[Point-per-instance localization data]
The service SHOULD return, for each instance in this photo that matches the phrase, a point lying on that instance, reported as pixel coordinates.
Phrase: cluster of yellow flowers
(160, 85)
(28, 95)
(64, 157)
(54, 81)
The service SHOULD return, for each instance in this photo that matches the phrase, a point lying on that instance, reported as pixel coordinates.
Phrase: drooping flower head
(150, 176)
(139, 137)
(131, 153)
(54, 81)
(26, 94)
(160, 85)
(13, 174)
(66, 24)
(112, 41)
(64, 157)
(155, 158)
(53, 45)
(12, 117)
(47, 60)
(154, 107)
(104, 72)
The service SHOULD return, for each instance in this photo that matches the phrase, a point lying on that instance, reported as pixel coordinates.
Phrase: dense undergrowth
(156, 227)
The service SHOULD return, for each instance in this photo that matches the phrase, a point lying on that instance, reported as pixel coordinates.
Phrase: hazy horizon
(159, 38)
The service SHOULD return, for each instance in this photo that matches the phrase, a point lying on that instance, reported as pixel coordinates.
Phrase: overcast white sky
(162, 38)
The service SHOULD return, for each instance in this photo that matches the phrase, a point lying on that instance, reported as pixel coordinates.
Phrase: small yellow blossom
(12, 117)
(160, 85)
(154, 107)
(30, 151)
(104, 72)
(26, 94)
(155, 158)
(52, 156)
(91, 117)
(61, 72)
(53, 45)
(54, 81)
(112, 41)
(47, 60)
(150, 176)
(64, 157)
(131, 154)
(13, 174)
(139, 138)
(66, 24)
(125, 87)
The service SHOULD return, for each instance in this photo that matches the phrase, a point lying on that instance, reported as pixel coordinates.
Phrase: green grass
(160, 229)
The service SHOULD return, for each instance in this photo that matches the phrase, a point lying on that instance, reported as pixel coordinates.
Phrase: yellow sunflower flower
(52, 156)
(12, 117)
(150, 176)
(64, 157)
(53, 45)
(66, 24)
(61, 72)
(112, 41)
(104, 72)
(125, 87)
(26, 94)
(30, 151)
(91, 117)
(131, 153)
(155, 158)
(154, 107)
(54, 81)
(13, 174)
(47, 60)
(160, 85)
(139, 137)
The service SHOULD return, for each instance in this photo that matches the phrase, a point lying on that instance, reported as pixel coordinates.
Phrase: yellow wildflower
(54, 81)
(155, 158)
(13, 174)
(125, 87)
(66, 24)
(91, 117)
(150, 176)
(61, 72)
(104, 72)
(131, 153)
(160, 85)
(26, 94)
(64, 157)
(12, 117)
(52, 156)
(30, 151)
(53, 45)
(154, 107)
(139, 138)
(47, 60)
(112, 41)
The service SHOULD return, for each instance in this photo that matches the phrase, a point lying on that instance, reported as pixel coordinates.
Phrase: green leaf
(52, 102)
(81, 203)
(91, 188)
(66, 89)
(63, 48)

▸ Required work: The answer must restate all of the entries exactly.

▸ Solved exercise:
The service SHOULD return, for each instance in this photo that matches the phrase, a point lying on that instance, reported as pixel coordinates.
Phrase: cluster of yellow flowers
(160, 85)
(28, 95)
(64, 157)
(54, 81)
The service SHOULD return, for each instance in this photo that matches the phrase, a point lying on that instance, reported as pixel coordinates.
Phrase: drooping flower head
(150, 176)
(139, 137)
(131, 153)
(54, 81)
(26, 94)
(160, 85)
(13, 174)
(66, 24)
(112, 41)
(64, 157)
(155, 158)
(53, 45)
(12, 117)
(47, 60)
(154, 107)
(104, 72)
The service SHOULD return, for each instance in this photo that matches the phrase, a point lying on that instance, reported as pixel coordinates.
Phrase: dense undergrowth
(156, 227)
The service SHOULD return, for each instance in this photo that matches the phrase, a point lying on that instance, reported as pixel coordinates.
Phrase: hazy horizon
(159, 38)
The service SHOULD return, for each instance in this photo that matches the phrase, a point lying on that instance, reported as pixel coordinates.
Phrase: overcast white sky
(162, 38)
The service SHOULD return, for each instance in this photo that matches the phrase, a point lying on that instance, reported as pixel coordinates.
Phrase: small yellow blossom
(12, 117)
(160, 85)
(154, 107)
(30, 151)
(104, 72)
(26, 94)
(155, 158)
(52, 156)
(91, 117)
(61, 72)
(53, 45)
(54, 81)
(112, 41)
(47, 60)
(150, 176)
(64, 157)
(131, 154)
(13, 174)
(139, 138)
(66, 24)
(125, 87)
The service SHOULD return, for each instance in this photo that matches the phrase, a point lying on that instance, reported as pixel coordinates.
Phrase: green grass
(160, 229)
The service SHOULD return, for each instance in this photo that matches the phrase, a point lying on that instance, reported as pixel coordinates.
Phrase: yellow sunflower flower
(52, 156)
(12, 117)
(150, 176)
(64, 157)
(53, 45)
(66, 24)
(61, 72)
(112, 41)
(104, 72)
(125, 87)
(26, 94)
(30, 151)
(91, 117)
(131, 153)
(155, 158)
(154, 107)
(54, 81)
(13, 174)
(47, 60)
(160, 85)
(139, 137)
The service SHOULD return, for each instance in this photo that matches the phrase, a point lying on that instance, reported as pixel coordinates.
Phrase: yellow wildflower
(54, 81)
(155, 158)
(13, 174)
(125, 87)
(66, 24)
(91, 117)
(150, 176)
(61, 72)
(104, 72)
(131, 153)
(160, 85)
(26, 94)
(64, 157)
(12, 117)
(52, 156)
(30, 151)
(53, 45)
(154, 107)
(139, 138)
(47, 60)
(112, 41)
The service SHOULD return, for each instance in this photo that matches the phrase, a point lying on that instance, reported as pixel coordinates.
Phrase: green leaf
(52, 102)
(81, 203)
(91, 188)
(66, 89)
(63, 48)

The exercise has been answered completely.